> _What the task asks_
Pull out every line of the entries below that contains the word "black", copying each one in full. Treat uppercase and lowercase as different.

(Entries from a point labeling set)
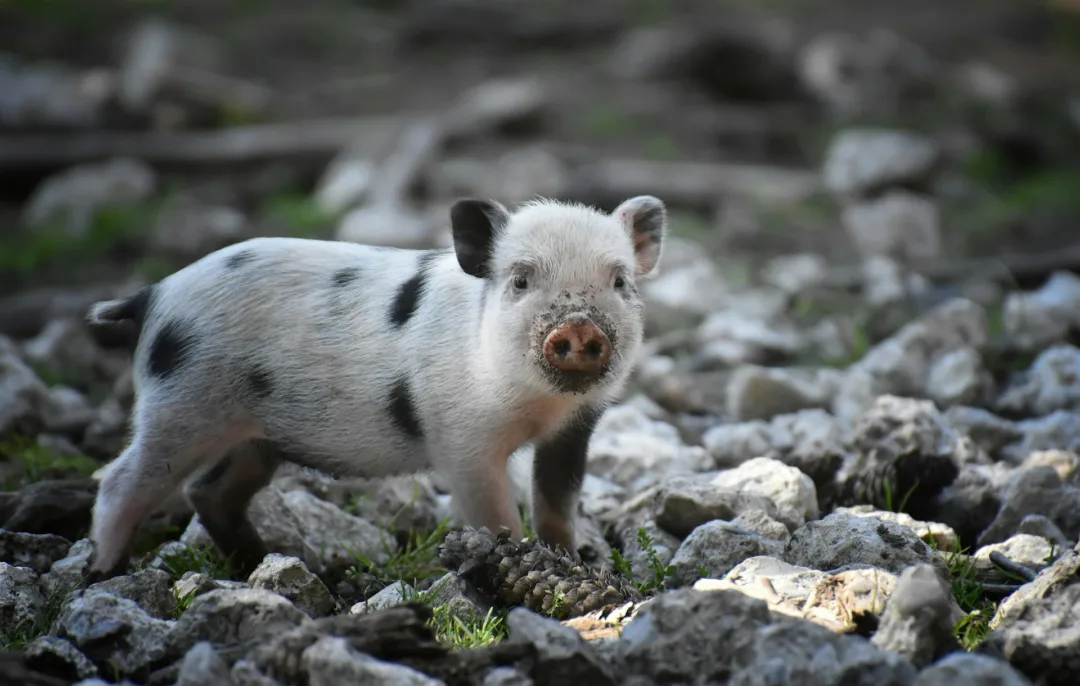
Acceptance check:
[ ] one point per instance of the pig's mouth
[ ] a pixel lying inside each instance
(576, 349)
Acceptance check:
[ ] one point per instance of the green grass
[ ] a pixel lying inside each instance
(416, 561)
(39, 463)
(201, 559)
(17, 636)
(660, 572)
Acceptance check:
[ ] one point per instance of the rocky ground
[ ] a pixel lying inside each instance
(851, 452)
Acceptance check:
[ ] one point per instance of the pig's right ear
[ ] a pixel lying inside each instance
(474, 225)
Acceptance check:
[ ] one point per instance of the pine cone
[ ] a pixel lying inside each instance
(530, 574)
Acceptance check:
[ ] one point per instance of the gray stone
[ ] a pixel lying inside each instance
(715, 548)
(563, 656)
(839, 540)
(792, 492)
(21, 600)
(59, 658)
(36, 551)
(1036, 491)
(684, 503)
(203, 666)
(863, 159)
(970, 669)
(1042, 318)
(228, 618)
(150, 589)
(68, 572)
(331, 661)
(900, 224)
(758, 392)
(919, 618)
(628, 445)
(1052, 382)
(798, 653)
(113, 632)
(288, 577)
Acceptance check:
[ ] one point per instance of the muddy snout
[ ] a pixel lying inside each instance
(577, 346)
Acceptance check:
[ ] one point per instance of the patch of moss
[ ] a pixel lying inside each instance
(39, 463)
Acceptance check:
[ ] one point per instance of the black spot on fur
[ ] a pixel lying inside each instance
(260, 380)
(346, 276)
(408, 295)
(403, 409)
(239, 259)
(170, 349)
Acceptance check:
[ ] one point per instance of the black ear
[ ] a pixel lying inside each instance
(474, 224)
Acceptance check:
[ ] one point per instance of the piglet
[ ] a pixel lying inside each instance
(360, 360)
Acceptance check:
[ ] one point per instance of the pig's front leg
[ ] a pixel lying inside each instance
(558, 468)
(480, 484)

> _Response for this exercise_
[ ] one point per instance of the black spot on fur
[ ] one point per instance of the black ear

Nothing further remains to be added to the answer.